Texte fourni ->
╔══

La voix de Sakombi Moleka Cathy a résonné avec une urgence glaçante dans l’hémicycle de Durban. Alors que la planète étouffe sous les émissions de gaz à effet de serre, une région, l’Afrique australe, subit des conséquences disproportionnées alors qu’elle y contribue à peine. Une injustice climatique criante dont les femmes et les filles paient le prix le plus exorbitant. Tel fut le constat sans concession dressé par la députée nationale de Budjala lors de la 58ᵉ Assemblée plénière du Forum parlementaire de la SADC. Son plaidoyer ? Transformer le leadership féminin en un rempart concret contre le dérèglement du climat.
Les chiffres avancés sont un électrochoc. Soixante millions de personnes en insécurité alimentaire dans la SADC en 2024. Une sécheresse dévastatrice en 2023-2024 qui a affecté 56,8 millions d’individus. Derrière ces statistiques froides, un visage : celui des femmes, qui constituent 70% de la main-d’œuvre agricole de la région. Le changement climatique en RDC et dans les pays voisins n’est pas une abstraction, c’est une machine à broyer les vies, à accentuer les inégalités et à précipiter des générations entières dans le cercle vicieux de la pauvreté. Comment rester insensible face aux milliers de filles contraintes d’abandonner l’école pour parcourir plus de 15 kilomètres par jour à la recherche d’une eau de plus en plus rare ?
Le tableau s’assombrit encore. Les crises alimentaires poussent des familles désespérées à marier leurs filles contre quelques sacs de farine ou du bétail. Dans les camps de déplacés climatiques, les violences basées sur le genre, la traite et les agressions sexuelles explosent. La pandémie du sida est elle aussi exacerbée par ce chaos environnemental : des femmes séropositives doivent interrompre leur traitement antirétroviral, faute de nourriture pour supporter les médicaments. La députée congolaise a donné un nom à ces drames : Mama Tshala, du Kasaï, dont les cinq filles ont quitté les bancs de l’école après trois années de mauvaises pluies ; Florinda, survivante du cyclone Idai au Mozambique, qui avoue parfois renoncer à ses médicaments quand son estomac est vide. Ces témoignages sont les pierres tombales d’un développement anéanti par les caprices d’un climat devenu fou.

╚══

Extrait de données ->
╔══

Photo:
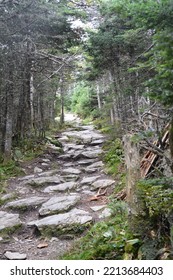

╚══

Vos tâches ->
1. Dans le texte fourni, recopiez le passage qui s'ouvre sur les mots contenant "Les chiffres avancés" et se ferme sur "plus rare ?", en remplaçant "sécheresse" par "canicule".
2. Relevez toutes les personnes désignées par leur nom dans le texte fourni.
3. D'après le texte fourni, quelle part de la main-d'œuvre agricole de la région les femmes constituent-elles ?

Réponses attendues ->
1.
Les chiffres avancés sont un électrochoc. Soixante millions de personnes en insécurité alimentaire dans la SADC en 2024. Une canicule dévastatrice en 2023-2024 qui a affecté 56,8 millions d’individus. Derrière ces statistiques froides, un visage : celui des femmes, qui constituent 70% de la main-d’œuvre agricole de la région. Le changement climatique en RDC et dans les pays voisins n’est pas une abstraction, c’est une machine à broyer les vies, à accentuer les inégalités et à précipiter des générations entières dans le cercle vicieux de la pauvreté. Comment rester insensible face aux milliers de filles contraintes d’abandonner l’école pour parcourir plus de 15 kilomètres par jour à la recherche d’une eau de plus en plus rare ?

2. Sakombi Moleka Cathy, Mama Tshala, Florinda

3. 70 %